====== Document section ======
Multiple aides and lawmakers said the concerns about Boehner’s latest strategy were a commonly held view among defense hawks.

The committee’s chairman, Rep. Buck McKeon (R-Calif.), has helped lead the fight against the defense cuts. At one point in 2011, McKeon suggested he would be willing to raise taxes to avoid the sequester, a position he later walked back.

A committee aide said McKeon is on the same page as Boehner and understands the Speaker’s “great frustration” that the White House is refusing to put a solution forward.

“In the chairman’s view, this is a problem that took both chambers and both parties to create,” the aide said. “It’s going to take both chambers and both parties to resolve it, and ultimately it is the commander in chief who needs to actually propose a concrete solution to the sequester crisis — and not wait for the last minute and hope that congressional negotiations can resolve the issue.”

In spring 2012, as it became increasingly clear that sequestration wasn’t going to be dealt with until the end of the year, McKeon said in an interview that he would “strongly consider” voting against the debt-limit deal if he could go back in time.

“I voted for it because I was told the supercommittee couldn’t fail, because sequestration was so bad that they would have to come together on that,” McKeon said, referring to the congressional panel that tried unsuccessfully to reach a deficit-reduction agreement.
====== Data excerpts ======
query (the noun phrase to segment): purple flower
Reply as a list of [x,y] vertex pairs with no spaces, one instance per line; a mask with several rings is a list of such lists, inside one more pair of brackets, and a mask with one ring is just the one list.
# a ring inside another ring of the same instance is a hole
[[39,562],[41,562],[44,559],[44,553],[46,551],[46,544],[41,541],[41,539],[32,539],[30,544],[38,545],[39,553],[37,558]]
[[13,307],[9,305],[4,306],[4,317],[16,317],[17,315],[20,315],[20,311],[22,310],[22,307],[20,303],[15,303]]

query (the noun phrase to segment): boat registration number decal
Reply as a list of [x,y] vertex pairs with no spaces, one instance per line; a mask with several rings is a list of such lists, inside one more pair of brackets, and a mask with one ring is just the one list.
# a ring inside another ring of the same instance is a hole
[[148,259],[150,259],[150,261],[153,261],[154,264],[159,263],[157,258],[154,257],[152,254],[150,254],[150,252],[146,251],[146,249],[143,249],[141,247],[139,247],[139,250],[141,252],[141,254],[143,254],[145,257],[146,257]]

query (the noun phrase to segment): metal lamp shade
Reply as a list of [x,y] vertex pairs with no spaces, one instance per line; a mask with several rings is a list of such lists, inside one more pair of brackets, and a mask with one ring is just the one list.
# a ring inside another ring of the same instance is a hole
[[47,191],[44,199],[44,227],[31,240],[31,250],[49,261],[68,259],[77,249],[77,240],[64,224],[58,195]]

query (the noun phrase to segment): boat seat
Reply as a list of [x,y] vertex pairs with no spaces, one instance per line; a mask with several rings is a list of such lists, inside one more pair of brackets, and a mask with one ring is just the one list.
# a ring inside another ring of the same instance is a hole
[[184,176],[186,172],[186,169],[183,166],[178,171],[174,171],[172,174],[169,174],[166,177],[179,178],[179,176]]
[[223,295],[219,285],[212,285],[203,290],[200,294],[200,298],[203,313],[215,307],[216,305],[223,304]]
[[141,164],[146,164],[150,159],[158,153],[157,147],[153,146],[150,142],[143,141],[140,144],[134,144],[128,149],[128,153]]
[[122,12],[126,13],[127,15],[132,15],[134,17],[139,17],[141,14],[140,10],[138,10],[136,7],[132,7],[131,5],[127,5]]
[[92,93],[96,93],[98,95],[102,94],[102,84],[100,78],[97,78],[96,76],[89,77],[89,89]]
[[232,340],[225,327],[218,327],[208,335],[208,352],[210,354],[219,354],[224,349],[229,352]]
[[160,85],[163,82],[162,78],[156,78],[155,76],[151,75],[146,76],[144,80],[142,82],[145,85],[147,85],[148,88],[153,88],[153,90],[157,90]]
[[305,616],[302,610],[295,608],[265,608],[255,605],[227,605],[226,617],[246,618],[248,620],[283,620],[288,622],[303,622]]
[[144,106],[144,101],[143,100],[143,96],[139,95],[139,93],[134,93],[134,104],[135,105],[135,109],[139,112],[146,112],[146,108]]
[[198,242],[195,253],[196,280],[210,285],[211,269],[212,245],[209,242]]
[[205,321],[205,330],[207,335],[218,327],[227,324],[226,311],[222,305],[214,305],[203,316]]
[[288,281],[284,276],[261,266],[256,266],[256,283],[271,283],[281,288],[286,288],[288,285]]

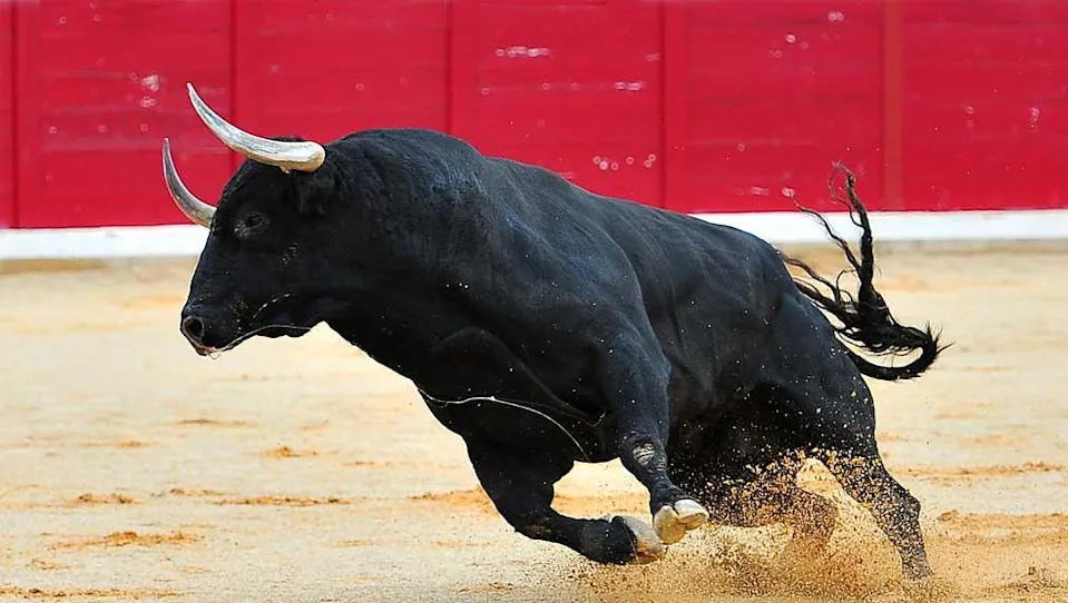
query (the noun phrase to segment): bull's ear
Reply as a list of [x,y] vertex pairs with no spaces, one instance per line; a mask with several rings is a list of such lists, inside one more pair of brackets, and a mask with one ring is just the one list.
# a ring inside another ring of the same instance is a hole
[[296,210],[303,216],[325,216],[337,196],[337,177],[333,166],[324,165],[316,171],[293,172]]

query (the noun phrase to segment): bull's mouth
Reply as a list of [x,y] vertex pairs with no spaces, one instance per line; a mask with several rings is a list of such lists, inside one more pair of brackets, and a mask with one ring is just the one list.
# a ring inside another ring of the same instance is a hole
======
▶ What you will do:
Can you resume the news report on McKeon and the defense cuts from its last line? The records have nothing to do with what comes next.

▶ Answer for this exercise:
“Well, obviously it didn’t work, so now we find ourselves in a very difficult situation,” he said last year.

Boehner spokesman Michael Steel declined to elaborate on the Speaker’s comments.

“President Obama needs to understand that out-of-control Washington spending is throttling economic growth, costing jobs and consigning our children to a diminished standard of living,” Steel said. “It is a direct assault on the American Dream, and we are determined to force him to act.”

The Speaker is likely to find more support from some Tea Party-aligned conservatives, who have said they would rather see the sequester take effect than forgo spending cuts entirely.

In the Senate, at least one prominent defense hawk, Sen. Lindsey Graham (R-S.C.), adopted similar thinking to Boehner when the fiscal-cliff negotiations had stalled late last month.

Graham said that he was willing to “let it go through” if the alternative was a deal that raised taxes without addressing entitlements.

“I just think that I’m not going to make bad policy to try to avoid sequestration,” Graham said. “It’s a terrible idea, but we’re not going to use sequestration to start making bad tax policy and do a deal that doesn’t reform entitlements.”

Boehner is facing similar pushback from the left for another claim in the Journal article: that Obama’s liberal base will pressure him to cut a deal on the sequester rather than have its domestic cuts take effect. Liberals have criticized the domestic cuts for hitting Medicare providers, HIV/AIDS programs and a fund for first-responders and survivors of the terrorist attacks of Sept. 11, 2001.

In interviews, progressives said they opposed the sequester cuts on a number of grounds but would not trade them for the prize Republicans want: benefit cuts to entitlement programs like Social Security, Medicare and Medicaid.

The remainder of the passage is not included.